What you will do: Reproduce the following records line for line, without any alteration.

Data extract:

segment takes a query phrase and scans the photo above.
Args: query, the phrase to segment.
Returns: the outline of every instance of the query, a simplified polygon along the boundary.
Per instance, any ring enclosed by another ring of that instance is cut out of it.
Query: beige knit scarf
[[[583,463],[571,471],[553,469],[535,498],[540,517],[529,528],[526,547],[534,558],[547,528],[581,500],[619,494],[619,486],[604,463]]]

Result for this task:
segment takes a query phrase and scans the photo above.
Args: query, the phrase to segment.
Returns: the outline of every instance of the query, a simplified polygon along the boundary.
Per instance, any ring enclosed by another ring of that instance is cut out of it.
Query: beige knit scarf
[[[583,463],[571,471],[553,469],[535,498],[540,517],[529,528],[526,547],[534,558],[547,528],[581,500],[619,494],[619,486],[604,463]]]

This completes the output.